▶ _Text for analysis_
################
On the southern outskirts of Hanoi, crews working around the clock are raising a stadium so large it is meant to break a world record — and, its chroniclers argue, to illustrate something about how the modern economy works.

A record-setting build

The venue, currently called Hùng Vương Stadium, is designed to seat about 135,000 people, which would make it the largest stadium in the world, surpassing North Korea's roughly 130,000-seat Rungrado May Day Stadium, according to StadiumDB and Vietnamese business coverage. It is the centerpiece of a roughly $35 billion "Olympic Sports Urban Area" spread across more than 9,000 hectares, with groundbreaking in December 2025 and completion now targeted for 2027, ahead of schedule. Its facade evokes the ancient Đông Sơn bronze drum, a symbol of pre-colonial Vietnam.

One company, one man

The project is built and funded by Vingroup, Vietnam's largest private conglomerate, chaired by Phạm Nhật Vượng — Southeast Asia's richest person, worth an estimated $24 billion or more. Vingroup's reach spans real estate, the electric-vehicle maker VinFast, health care, retail and hospitality, and its revenues have amounted to a meaningful slice of Vietnam's entire economy (a figure often cited at around 1 percent of GDP, based on 2022 data). The stadium is not just a venue but the anchor of a planned district for hundreds of thousands of residents, complete with hospital, hotel and aquatic arena.

The argument, and the doubts

The New York Times, in the piece that prompted this story, uses the stadium as a lens on the global economy — arguing that the concentration of wealth and corporate power in a single "everything conglomerate" both drives growth and deepens inequality, a pattern echoed in South Korea's chaebol and in India's biggest business houses. That framing is the Times's and its economists'; the Herald notes it as analysis, not settled fact.
################
▶ _Provided records_
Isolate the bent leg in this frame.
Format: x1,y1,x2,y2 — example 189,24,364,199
################
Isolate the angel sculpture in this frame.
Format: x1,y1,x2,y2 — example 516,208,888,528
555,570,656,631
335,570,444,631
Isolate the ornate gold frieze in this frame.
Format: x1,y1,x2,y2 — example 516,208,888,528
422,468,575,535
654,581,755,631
################
▶ _Task 1_
In the article on the Hanoi stadium, what ancient object does the stadium's facade evoke?
▶ _Task 2_
Retype the stretch of the article on the Hanoi stadium from "The New York" through "not settled fact.".
▶ _Task 3_
Write what comes next in the article on the Hanoi stadium, picking up after its final sentence.

▶ _Response area 1_
The ancient Đông Sơn bronze drum.

▶ _Response area 2_
The New York Times, in the piece that prompted this story, uses the stadium as a lens on the global economy — arguing that the concentration of wealth and corporate power in a single "everything conglomerate" both drives growth and deepens inequality, a pattern echoed in South Korea's chaebol and in India's biggest business houses. That framing is the Times's and its economists'; the Herald notes it as analysis, not settled fact.

▶ _Response area 3_
What is less disputed is the scale — and the skepticism. Analysts have questioned whether Vietnam, a nation of about 100 million with incomes still below the global average and a football culture that has never filled anything close to 135,000 seats, can sustain a stadium this size commercially, the New Straits Times reported. Critics add that Vingroup's dominance can crowd out smaller competitors across whole sectors.

Why it resonates

Vingroup says it hopes the complex could one day host the Asian Games or an Olympics, and it is fitting the stadium with a giant retractable roof and other high-tech features. Whether the ambitions pan out, and whether a middle-income economy can keep the world's biggest stadium full, remain open questions. But the spectacle makes a broader point hard to miss: in Vietnam, as in much of the world, a growing share of what gets built — the towers, the car plants, the hospitals, and now the stadiums — carries a single name above the gate.